WHAT YOU SHOULD DO:
Reproduce all the entries exactly.
** start of STORED DATA **
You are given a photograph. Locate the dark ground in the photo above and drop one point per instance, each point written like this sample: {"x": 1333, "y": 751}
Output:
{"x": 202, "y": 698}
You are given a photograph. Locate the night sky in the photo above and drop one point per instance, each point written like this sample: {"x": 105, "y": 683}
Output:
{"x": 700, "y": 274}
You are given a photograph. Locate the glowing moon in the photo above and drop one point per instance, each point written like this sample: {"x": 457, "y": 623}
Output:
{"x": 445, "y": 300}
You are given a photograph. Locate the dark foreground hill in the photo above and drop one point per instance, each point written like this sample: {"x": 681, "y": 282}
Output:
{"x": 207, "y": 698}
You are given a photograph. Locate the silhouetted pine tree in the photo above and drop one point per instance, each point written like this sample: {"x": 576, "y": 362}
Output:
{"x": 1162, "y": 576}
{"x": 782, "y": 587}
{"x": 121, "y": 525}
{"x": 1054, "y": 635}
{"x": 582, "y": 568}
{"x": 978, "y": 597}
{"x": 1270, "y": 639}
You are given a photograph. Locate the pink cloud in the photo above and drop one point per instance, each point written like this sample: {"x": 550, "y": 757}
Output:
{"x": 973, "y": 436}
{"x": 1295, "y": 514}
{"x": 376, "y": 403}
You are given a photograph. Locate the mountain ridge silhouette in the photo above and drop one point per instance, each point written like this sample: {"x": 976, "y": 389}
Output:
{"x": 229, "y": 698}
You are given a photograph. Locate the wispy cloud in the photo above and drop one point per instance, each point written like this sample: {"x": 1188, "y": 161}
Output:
** end of STORED DATA **
FINAL ANSWER:
You are given a photograph. Locate the dark ground in the photo above and drop one point per instance, each point written like this sample: {"x": 1333, "y": 751}
Output:
{"x": 202, "y": 698}
You are given a photograph. Locate the night sky in the photo above and drop one point per instance, each point written like this sample: {"x": 105, "y": 683}
Output:
{"x": 700, "y": 274}
You are given a photograph. Locate the glowing moon in the photo above and drop one point per instance, each point written like this sample: {"x": 457, "y": 623}
Output:
{"x": 445, "y": 300}
You are given a photograph. Locate the dark foreground hill in the photo above and drop one point per instance, each point written like this sample: {"x": 681, "y": 282}
Output:
{"x": 207, "y": 698}
You are given a photograph. Locate the silhouetted pine tree in the photo above and drop one point per instance, each point written like this sample: {"x": 576, "y": 362}
Output:
{"x": 1162, "y": 576}
{"x": 782, "y": 587}
{"x": 121, "y": 525}
{"x": 1054, "y": 635}
{"x": 582, "y": 568}
{"x": 978, "y": 597}
{"x": 1270, "y": 639}
You are given a photograph. Locate the pink cloud in the photo above and drop one point per instance, each point written like this sample: {"x": 550, "y": 757}
Output:
{"x": 973, "y": 436}
{"x": 1295, "y": 514}
{"x": 376, "y": 403}
You are given a photograph. Locate the mountain ridge silhouette in the photo above and drop one point per instance, each point written like this sample: {"x": 976, "y": 389}
Output:
{"x": 229, "y": 698}
You are given a photograph. Locate the wispy cloud in the photo above and drop one point per instance, each point written like this sample: {"x": 1188, "y": 161}
Output:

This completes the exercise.